EXERCISE INPUTS:
.....

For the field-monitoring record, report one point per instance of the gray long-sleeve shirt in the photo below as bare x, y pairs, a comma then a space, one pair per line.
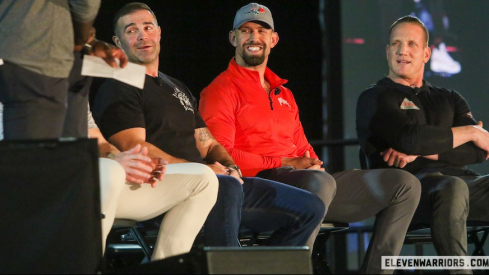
38, 34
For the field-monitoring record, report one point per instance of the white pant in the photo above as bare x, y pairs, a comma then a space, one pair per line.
187, 192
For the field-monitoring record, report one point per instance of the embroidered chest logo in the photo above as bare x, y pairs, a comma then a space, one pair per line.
184, 100
408, 105
283, 102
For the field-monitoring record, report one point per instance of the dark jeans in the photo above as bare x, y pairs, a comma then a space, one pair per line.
444, 205
75, 124
34, 104
262, 205
388, 194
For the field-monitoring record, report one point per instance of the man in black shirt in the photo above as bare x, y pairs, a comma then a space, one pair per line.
405, 122
164, 117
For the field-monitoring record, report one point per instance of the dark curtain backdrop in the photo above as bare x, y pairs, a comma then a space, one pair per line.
195, 46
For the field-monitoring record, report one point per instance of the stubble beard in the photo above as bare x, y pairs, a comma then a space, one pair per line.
254, 60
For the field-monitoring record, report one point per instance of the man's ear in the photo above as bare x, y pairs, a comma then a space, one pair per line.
427, 54
232, 38
117, 41
275, 39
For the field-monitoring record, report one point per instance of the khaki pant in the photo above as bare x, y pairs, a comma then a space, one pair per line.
187, 193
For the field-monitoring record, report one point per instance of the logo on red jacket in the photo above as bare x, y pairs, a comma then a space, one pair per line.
408, 105
283, 102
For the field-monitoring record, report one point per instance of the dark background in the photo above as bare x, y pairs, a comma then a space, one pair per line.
195, 46
195, 49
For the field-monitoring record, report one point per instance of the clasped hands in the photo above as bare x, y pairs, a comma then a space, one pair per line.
304, 162
140, 168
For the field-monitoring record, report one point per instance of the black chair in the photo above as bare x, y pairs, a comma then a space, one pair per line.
419, 234
128, 244
319, 262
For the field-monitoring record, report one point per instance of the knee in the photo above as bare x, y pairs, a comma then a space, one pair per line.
405, 182
315, 209
230, 189
452, 189
402, 186
321, 184
112, 176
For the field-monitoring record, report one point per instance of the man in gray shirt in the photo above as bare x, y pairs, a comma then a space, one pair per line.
38, 38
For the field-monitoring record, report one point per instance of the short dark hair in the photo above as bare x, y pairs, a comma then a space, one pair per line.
130, 8
412, 20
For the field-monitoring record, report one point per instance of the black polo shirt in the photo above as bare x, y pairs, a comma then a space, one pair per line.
415, 121
165, 108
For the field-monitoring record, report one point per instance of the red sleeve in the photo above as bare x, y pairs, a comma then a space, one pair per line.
300, 139
218, 104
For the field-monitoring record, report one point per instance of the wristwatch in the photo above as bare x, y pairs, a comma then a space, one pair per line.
235, 167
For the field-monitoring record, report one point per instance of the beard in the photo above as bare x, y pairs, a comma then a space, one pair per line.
254, 60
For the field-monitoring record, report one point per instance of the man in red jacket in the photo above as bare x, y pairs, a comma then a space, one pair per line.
251, 113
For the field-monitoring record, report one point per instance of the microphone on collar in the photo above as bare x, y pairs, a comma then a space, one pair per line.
159, 81
423, 88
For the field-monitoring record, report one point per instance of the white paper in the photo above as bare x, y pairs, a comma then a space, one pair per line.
133, 74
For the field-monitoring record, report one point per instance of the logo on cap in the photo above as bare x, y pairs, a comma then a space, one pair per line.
253, 10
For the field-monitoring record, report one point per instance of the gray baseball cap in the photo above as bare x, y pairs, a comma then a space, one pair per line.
253, 12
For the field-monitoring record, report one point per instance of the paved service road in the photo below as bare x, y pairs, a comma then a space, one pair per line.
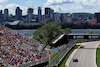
86, 56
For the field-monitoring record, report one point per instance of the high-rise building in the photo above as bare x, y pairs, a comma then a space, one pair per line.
6, 14
39, 14
97, 15
30, 14
49, 13
57, 17
18, 13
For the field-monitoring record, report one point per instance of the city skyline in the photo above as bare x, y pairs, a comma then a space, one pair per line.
63, 6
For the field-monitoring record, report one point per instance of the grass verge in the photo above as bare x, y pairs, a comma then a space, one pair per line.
63, 63
98, 57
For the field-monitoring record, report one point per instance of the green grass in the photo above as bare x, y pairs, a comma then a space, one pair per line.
53, 57
98, 57
63, 63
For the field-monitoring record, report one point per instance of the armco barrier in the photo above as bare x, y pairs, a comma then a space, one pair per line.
32, 64
61, 60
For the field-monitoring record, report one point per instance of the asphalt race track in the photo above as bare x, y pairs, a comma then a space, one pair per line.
86, 56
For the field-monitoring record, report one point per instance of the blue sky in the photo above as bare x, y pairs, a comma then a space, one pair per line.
63, 6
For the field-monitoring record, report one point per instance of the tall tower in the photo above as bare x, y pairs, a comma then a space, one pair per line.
6, 14
39, 14
18, 13
30, 14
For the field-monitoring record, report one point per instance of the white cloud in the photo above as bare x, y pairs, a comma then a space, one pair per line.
77, 4
58, 2
30, 2
3, 1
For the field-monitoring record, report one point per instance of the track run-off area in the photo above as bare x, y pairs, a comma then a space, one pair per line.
86, 56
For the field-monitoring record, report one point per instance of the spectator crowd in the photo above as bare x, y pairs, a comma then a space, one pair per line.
12, 52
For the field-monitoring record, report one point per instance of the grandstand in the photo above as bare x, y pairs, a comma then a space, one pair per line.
17, 50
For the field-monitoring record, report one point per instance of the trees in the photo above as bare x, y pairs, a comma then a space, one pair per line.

.....

REQUIREMENTS:
Please repeat all of the data above word for word, and leave the pictures out of your answer.

ANSWER FOR THE TASK:
For the field-monitoring record, report one point per instance of the gray long-sleeve shirt in the photo below as bare x, y pairs, a comma then a space, one pair per line.
38, 34
For the field-monitoring record, report one point per instance of the white pant in the photo above as bare x, y pairs, a comma then a space, one pair per line.
187, 192
For the field-monitoring record, report one point per instance of the embroidered chest logo in the photo above as bare x, y pairs, a comma then a space, one pair per line.
184, 100
408, 105
283, 102
For the field-monitoring record, report one point per instance of the dark jeans in the photo above as bare x, y pairs, a comma then a space, one pair per line.
444, 205
75, 124
34, 104
262, 205
388, 194
For the field-monitoring record, report one point per instance of the man in black shirt in the photo above as bare x, y pairs, a comma then a space, one pair per line.
405, 122
164, 117
For the field-monitoring record, report one point per instance of the dark curtain backdrop in the photo above as bare x, y pairs, a comma then a space, one pair per line.
195, 46
For the field-monitoring record, report one point per instance of the stubble beard in the photo above as bare x, y pairs, a comma then a space, one pair per line.
254, 60
For the field-monitoring record, report one point per instance of the man's ear in the photo above as bare x, y pairs, a comma then a space, one pair per line.
427, 54
232, 38
117, 41
275, 39
For the field-monitoring record, report one point per instance of the khaki pant in the photo above as bare x, y pairs, a comma then a space, one pair per line.
187, 193
For the field-monitoring record, report one point per instance of the logo on red jacket in the photo above as bare x, y pairs, a comma then a space, one pair per line.
408, 105
283, 102
For the field-monitoring record, report one point per instance of the dark background in the photo above as bare x, y pairs, a comma then a space, one pair per line.
195, 46
195, 49
For the field-monitoring record, report one point per instance of the clasped hands in the photo above as bare x, y pairs, a comma then a space, one pair per line.
304, 162
140, 168
For the field-monitoring record, report one point per instance of the black chair in the photo above as bare x, y pairs, a comma then a space, one pair per line.
419, 234
128, 244
319, 262
For the field-monitoring record, report one point per instance of the knee in the photo above as bare x, y pairs, a comma then a space, one pair per line.
405, 182
315, 209
230, 189
452, 189
402, 186
321, 184
112, 176
For the field-monitoring record, report one point per instance of the man in gray shirt in the photo above as bare x, y pairs, a comma then a space, one pair per line.
38, 38
For the field-monitoring record, report one point per instance of the short dark hair in the photo above as bare x, y pairs, a comma then a space, one pair per line.
130, 8
412, 20
For the field-monitoring record, report one point per instance of the black polo shirt in the photo above as bare x, y pairs, a comma then a space, one pair per line.
415, 121
165, 108
For the field-monitoring record, report one point per instance of the red sleeve in the photo above as bare x, y pairs, a comma then a space, one pair per line.
300, 139
218, 104
For the field-monitoring record, report one point per instance of the wristwatch in the photo above as bare x, y pairs, a comma then a space, one pair per line.
235, 167
For the field-monitoring record, report one point per instance of the beard in the photo above as bare x, y pairs, a comma then a space, one pair per line.
254, 60
For the field-monitoring record, report one point per instance of the man in red jacket in the photo above as bare x, y pairs, a comma then a space, one pair per line.
251, 113
For the field-monitoring record, report one point per instance of the microphone on collar in the photo above as bare x, y pairs, a comma then a space, one pair per line.
159, 81
423, 88
For the field-monitoring record, report one point per instance of the white paper in the photo above as bare x, y pairs, a comma then a space, one pair per line.
133, 74
For the field-monitoring record, report one point per instance of the logo on cap in the photo above as bare x, y pairs, a comma then a space, one pair per line.
253, 10
For the field-monitoring record, report one point per instance of the gray baseball cap in the photo above as bare x, y pairs, a comma then a space, one pair per line.
253, 12
For the field-monitoring record, report one point per instance of the paved service road in the photo below as bare x, y pairs, a comma then a space, one pair per line.
86, 56
For the field-monitoring record, report one point per instance of the high-rise building in the photo above as bare x, y pairs, a comma then a space, one pair per line.
6, 14
39, 14
97, 15
30, 14
49, 13
57, 17
18, 13
For the field-monitoring record, report one point per instance of the city skyline in the photo above as bare x, y pairs, a comma then a space, one pair per line.
63, 6
For the field-monitoring record, report one point per instance of the grass verge in the photo above as bare x, y pairs, a comma then a space, one pair per line.
63, 63
98, 57
For the field-monitoring record, report one point per instance of the green grass in the photo above as bare x, y pairs, a comma then a space, one pair per line.
53, 57
98, 57
63, 63
For the field-monitoring record, report one point per instance of the armco barrier in the photo above as bare x, y pairs, a comma then a space, one pair per line.
32, 64
61, 60
For the field-monitoring record, report one point per instance of the asphalt race track in the photo above as bare x, y pairs, a comma then a space, one pair per line.
86, 56
For the field-monitoring record, report one point per instance of the blue sky in the photo above as bare x, y pairs, a comma then a space, one pair per line.
63, 6
For the field-monitoring record, report one point per instance of the tall tower in the photo above as bare x, y pairs, a comma then a space, one pair per line.
6, 14
39, 14
18, 13
30, 14
For the field-monitoring record, report one point per instance of the white cloud in the photo above as bare x, y pairs, a comma then a space, one pair per line.
77, 4
58, 2
30, 2
3, 1
For the field-monitoring record, report one point per instance of the track run-off area in the photo above as bare x, y pairs, a comma then a space, one pair per line.
86, 56
For the field-monitoring record, report one point per instance of the spectator crowd in the photo above as bare x, y pairs, a comma then a space, one pair per line.
12, 52
For the field-monitoring record, report one point per instance of the grandstand in the photo above as bare x, y pairs, a comma then a space, one pair per line.
17, 50
For the field-monitoring record, report one point per instance of the trees in the photo above as bare x, y pairs, a comma then a space, one pair per line.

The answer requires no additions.